▶ VORLIEGENDER TEXT
--------------------------------

256_Der Noro-Zombie
Eine bisher nicht diskutierte Folge der Abschaffung der allgemeinen Wehrpflicht besteht darin, dass gewisse Initiationsriten unter jungen Männern jetzt nicht mehr in Kasernen stattfinden können. Zum Beispiel die spontane Magenentleerung. Sie gehörte bis vor wenigen Monaten zum Repertoire eines gelungenen Abends im Wachbataillon einfach dazu. Und nun muss dieser Ausdruck ungehemmter Lebensfreude eben anderswo erfolgen, zum Beispiel im Karneval. Unser Sohn Nick, auch wenn er mit seinen neun Jahren noch nicht wehrtauglich ist, hat sich jüngst exzessiv und folgenreich im Verkleidungsbusiness getummelt.
Am Montag entschied er, in dieser Session als Zombie zu gehen. Wir schnitten ihm alte Klamotten in Fetzen, schminkten ihm eine gelungene Verwesung in die linke Gesichtshälfte und die rechte dunkelgrün. Er übte, wie ein Zombie zu gehen, zog dafür das linke Bein nach und wir entließen ihn auf die Straße. Wir sahen noch, wie unser Walker – so nennen sie die ziellos vor sich hin schlurfenden Untoten in amerikanischen Filmen – die Nachbarin angrunzte und gegen mein Auto lief, dann verschwand er.

--------------------------------

▶ VORLIEGENDE DATENSÄTZE
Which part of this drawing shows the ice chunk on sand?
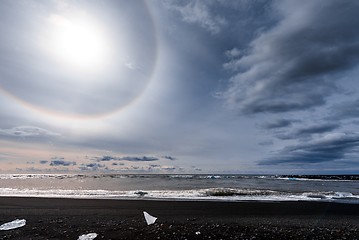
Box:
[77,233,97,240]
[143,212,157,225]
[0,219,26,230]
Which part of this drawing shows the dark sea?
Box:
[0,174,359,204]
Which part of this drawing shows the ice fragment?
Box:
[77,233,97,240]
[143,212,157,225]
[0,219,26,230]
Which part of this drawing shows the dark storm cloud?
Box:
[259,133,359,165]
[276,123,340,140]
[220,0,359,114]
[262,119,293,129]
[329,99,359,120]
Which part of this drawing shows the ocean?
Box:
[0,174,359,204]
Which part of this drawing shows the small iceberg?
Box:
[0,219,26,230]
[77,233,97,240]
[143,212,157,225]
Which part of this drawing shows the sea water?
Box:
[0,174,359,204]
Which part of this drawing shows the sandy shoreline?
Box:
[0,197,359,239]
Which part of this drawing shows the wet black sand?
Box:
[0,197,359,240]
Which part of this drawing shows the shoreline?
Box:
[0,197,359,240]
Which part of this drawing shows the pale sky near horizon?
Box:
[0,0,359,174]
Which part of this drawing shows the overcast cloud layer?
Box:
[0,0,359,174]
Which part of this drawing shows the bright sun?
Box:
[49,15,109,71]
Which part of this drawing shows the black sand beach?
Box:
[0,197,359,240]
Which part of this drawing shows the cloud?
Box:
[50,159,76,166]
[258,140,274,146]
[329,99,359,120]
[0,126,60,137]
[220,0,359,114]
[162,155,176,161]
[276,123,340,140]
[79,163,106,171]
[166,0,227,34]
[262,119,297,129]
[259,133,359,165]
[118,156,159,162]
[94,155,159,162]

--------------------------------

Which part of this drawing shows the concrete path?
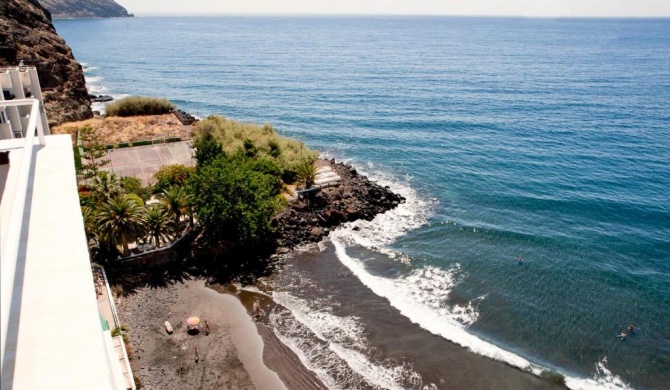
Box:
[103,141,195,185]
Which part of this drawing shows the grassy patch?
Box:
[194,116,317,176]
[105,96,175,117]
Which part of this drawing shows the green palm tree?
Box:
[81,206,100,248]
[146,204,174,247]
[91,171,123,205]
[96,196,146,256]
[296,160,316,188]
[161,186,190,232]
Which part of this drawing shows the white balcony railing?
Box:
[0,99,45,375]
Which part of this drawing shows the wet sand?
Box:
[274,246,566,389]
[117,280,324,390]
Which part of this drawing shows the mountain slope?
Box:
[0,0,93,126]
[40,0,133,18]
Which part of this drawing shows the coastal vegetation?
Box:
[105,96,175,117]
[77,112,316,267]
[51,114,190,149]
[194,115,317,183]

--------------------------------

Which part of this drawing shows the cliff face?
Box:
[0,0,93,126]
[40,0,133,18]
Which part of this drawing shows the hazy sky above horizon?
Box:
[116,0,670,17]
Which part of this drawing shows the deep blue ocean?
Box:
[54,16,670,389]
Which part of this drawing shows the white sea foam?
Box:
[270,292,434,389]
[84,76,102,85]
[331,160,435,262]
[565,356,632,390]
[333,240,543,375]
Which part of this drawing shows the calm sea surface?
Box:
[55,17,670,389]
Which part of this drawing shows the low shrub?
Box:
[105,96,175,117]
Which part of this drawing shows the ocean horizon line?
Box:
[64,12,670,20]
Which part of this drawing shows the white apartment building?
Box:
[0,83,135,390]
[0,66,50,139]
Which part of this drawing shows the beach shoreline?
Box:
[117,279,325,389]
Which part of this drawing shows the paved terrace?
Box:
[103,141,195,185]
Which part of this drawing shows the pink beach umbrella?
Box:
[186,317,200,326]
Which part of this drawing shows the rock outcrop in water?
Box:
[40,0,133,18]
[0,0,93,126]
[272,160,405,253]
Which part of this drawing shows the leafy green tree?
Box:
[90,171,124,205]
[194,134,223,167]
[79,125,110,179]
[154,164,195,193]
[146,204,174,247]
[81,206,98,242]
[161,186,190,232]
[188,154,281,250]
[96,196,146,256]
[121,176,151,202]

--------------------------------

▶ AUFGABEN
A) Schreib den Text über den Noro-Zombie vollständig und wortgetreu ab.
B) Wie viele Zeilen der Datensätze enthalten die Zeichenfolge „shoreline“? Groß- und Kleinschreibung wird berücksichtigt, und als Antwort genügt die Zahl.

▶ LÖSUNGEN
A)
256_Der Noro-Zombie
Eine bisher nicht diskutierte Folge der Abschaffung der allgemeinen Wehrpflicht besteht darin, dass gewisse Initiationsriten unter jungen Männern jetzt nicht mehr in Kasernen stattfinden können. Zum Beispiel die spontane Magenentleerung. Sie gehörte bis vor wenigen Monaten zum Repertoire eines gelungenen Abends im Wachbataillon einfach dazu. Und nun muss dieser Ausdruck ungehemmter Lebensfreude eben anderswo erfolgen, zum Beispiel im Karneval. Unser Sohn Nick, auch wenn er mit seinen neun Jahren noch nicht wehrtauglich ist, hat sich jüngst exzessiv und folgenreich im Verkleidungsbusiness getummelt.
Am Montag entschied er, in dieser Session als Zombie zu gehen. Wir schnitten ihm alte Klamotten in Fetzen, schminkten ihm eine gelungene Verwesung in die linke Gesichtshälfte und die rechte dunkelgrün. Er übte, wie ein Zombie zu gehen, zog dafür das linke Bein nach und wir entließen ihn auf die Straße. Wir sahen noch, wie unser Walker – so nennen sie die ziellos vor sich hin schlurfenden Untoten in amerikanischen Filmen – die Nachbarin angrunzte und gegen mein Auto lief, dann verschwand er.

B) 3